**PROBLEM:** Arrange all of the material as a two-column CSV with the headers text and answer, one row per entry. Put each value in a single quoted field and replace any line breaks with spaces.

[Data listing]

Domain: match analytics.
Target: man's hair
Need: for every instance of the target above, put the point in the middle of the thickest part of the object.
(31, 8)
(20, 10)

**SOLUTION FOR THIS EXERCISE:**
text,answer
"Domain: match analytics. Target: man's hair Need: for every instance of the target above, put the point in the middle of the thickest part of the object.","(31, 8) (20, 10)"